__Document segment__:
MPs can ban Nyege Nyege all they want, but no one can stop reggae

Author: Daniel K Kalinaki. PHOTO/FILE. 

What you need to know:

  • My highlight was Richard, a young man I played football with many years ago around the Naguru area, whom I found at the concert. Like many of the kids born in the rough edges of the city, Richard and school parted ways prematurely, throwing him into the deep end.

I have been to the Nyege Nyege festival. Not once, in fact, but twice. There were plenty of tents and stations selling alcoholic beverages, and patrons shuffling between them and the riverbanks as they reverse-engineered biblical miracles by turning wine into water.

A whiff of cannabis sativa wafted in the air, carrying its consumers a few feet off the ground. Music blared from different stages, each drenched, extra bright, in a kaleidoscope of flashlights, spotlights, and strobe lights. In the darker recesses of the concert grounds – away from all of the lights – waists were held tenderly; sweet nothings were whispered. If there were underage children, I did not see them. It was edgy, even racy, but no different from what goes on in a typical Kampala pub every week. This was not Sodom. It was not Gomorrah.

__Using the information__:
1 – Rewrite the column on Nyege Nyege from "MPs can ban" to "the deep end.", changing "football" to "basketball".
2 – Answer these questions from the column on Nyege Nyege:
(a) How many times has the writer been to the Nyege Nyege festival?
(b) In what area did the writer play football with Richard?
(c) What does the writer say the festival was no different from?
The material that follows is separate from this column and unrelated to it.

__Given information__:
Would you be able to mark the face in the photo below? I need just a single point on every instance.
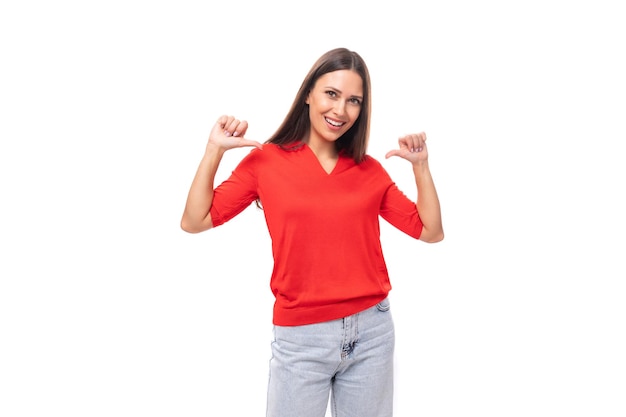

__Answer section__:
1 –
MPs can ban Nyege Nyege all they want, but no one can stop reggae

Author: Daniel K Kalinaki. PHOTO/FILE. 

What you need to know:

  • My highlight was Richard, a young man I played basketball with many years ago around the Naguru area, whom I found at the concert. Like many of the kids born in the rough edges of the city, Richard and school parted ways prematurely, throwing him into the deep end.

2 –
(a) Twice.
(b) Around the Naguru area.
(c) What goes on in a typical Kampala pub every week.